Kutipan Teks -
╔══

Menulis sebuah cerita
pendek dengan bahasa lokal membutuhkan ketelatenan. Sebuah komunitas, Para
Penulis Muda Banyumas (Penamas), telah membuktikan hal itu.
Mereka meluncurkan buku
kumpulan cerita cekak (pendek) Banyumasan berjudul Iwak Genderuwo pada April
lalu, kemudian dibedah Minggu (18/5) di aula salah satu media lokal Banyumas,
Minggu (18/5). Setelah sukses dengan peluncuran antologi cerpen Balada Seorang Lengger (2011) dan
antologi kedua Cindaga, (2012).
Pada bedah cerkak ini, anggota
Penamas menyebut antologi tersebut benar-benar berbeda dari kumpulan cerpen
sebelumnya yang dituliskan dalam bahasa Indonesia. Pada cerkak ini, semua
cerpen menggunakan bahasa Banyumas dengan beberapa logat yang kental dengan
gaya penulis masing-masing.
Berisi
22 Cerpen
“Buku ini bisa menjadi
pengobat rindu bagi siapapun yang pernah tinggal atau bahkan hanya sekadar
singgah di Banyumas. Banyumas yang kental dengan mendoan, getuk goreng, dan
bahasa penginyongan, mempunyai daya tarik tersendiri,” kata sastrawan Agustav
Triono, di sela-sela bedah buku.

╚══

Yang Harus Dikerjakan -
1: Menurut kutipan teks, apa judul kumpulan cerita cekak Banyumasan yang diluncurkan Penamas pada April lalu?
2: Tulis kembali bagian data yang diawali baris berisi "Target: faucet spout" sampai akhir data, termasuk permintaannya. Naikkan setiap angka koordinat pada jawabannya sebesar 26.

Data penunjukan objek pada foto:
╔══

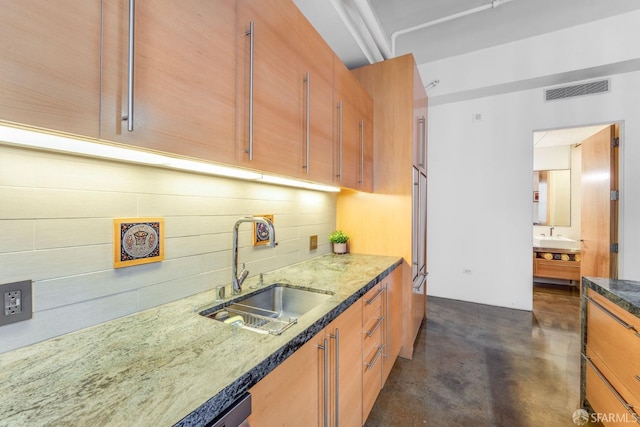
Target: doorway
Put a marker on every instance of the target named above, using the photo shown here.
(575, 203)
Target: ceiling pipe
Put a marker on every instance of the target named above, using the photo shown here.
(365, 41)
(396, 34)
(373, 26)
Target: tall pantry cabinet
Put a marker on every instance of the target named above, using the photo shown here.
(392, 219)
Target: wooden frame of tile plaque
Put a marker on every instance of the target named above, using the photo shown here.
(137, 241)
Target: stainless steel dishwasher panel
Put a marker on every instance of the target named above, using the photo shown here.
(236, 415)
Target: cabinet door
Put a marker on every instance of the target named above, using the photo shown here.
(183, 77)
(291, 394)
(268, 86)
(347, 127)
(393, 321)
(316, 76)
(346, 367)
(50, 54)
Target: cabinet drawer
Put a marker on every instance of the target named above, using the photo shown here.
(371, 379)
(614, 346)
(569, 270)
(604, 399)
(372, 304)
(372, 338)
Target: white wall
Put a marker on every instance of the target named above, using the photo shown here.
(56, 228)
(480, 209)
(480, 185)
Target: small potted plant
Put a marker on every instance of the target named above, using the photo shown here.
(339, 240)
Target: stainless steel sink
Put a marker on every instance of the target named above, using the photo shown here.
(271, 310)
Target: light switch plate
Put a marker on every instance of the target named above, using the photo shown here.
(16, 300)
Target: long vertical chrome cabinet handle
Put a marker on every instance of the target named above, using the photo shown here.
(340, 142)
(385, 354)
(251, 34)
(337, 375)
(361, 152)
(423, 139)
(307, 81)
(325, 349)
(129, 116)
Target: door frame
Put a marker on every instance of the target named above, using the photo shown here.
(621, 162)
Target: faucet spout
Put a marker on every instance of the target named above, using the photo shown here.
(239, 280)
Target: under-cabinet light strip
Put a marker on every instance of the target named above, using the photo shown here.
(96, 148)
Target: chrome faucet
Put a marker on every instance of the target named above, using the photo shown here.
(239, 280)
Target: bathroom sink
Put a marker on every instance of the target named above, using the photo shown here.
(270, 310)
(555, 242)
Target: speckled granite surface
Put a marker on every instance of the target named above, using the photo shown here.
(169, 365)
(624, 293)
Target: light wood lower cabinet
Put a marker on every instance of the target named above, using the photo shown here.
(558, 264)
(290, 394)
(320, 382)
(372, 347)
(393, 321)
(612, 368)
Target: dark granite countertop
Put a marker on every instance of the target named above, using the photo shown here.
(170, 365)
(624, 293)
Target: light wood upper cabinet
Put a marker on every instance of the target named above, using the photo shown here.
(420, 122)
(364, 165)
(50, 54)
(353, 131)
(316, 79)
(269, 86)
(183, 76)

╚══

Jawaban -
1: Iwak Genderuwo.

2:
Target: faucet spout
Put a marker on every instance of the target named above, using the photo shown here.
(265, 306)
Target: under-cabinet light strip
Put a marker on every instance of the target named above, using the photo shown here.
(122, 174)
Target: chrome faucet
Put a marker on every instance of the target named above, using the photo shown here.
(265, 306)
Target: bathroom sink
Put a marker on every instance of the target named above, using the photo shown here.
(296, 336)
(581, 268)
Target: speckled granite surface
Put a marker on every instance of the target named above, using the photo shown here.
(195, 391)
(650, 319)
Target: light wood lower cabinet
Put a marker on every instance of the target named above, using the photo shown here.
(584, 290)
(316, 420)
(346, 408)
(398, 373)
(419, 347)
(638, 394)
Target: dark granite countertop
Put a marker on every instance of the target named above, using the photo shown here.
(196, 391)
(650, 319)
Target: light wood upper cabinet
Put a marker on every instance of the target named above, using the photo shown here.
(446, 148)
(390, 191)
(76, 80)
(379, 157)
(342, 105)
(295, 112)
(209, 102)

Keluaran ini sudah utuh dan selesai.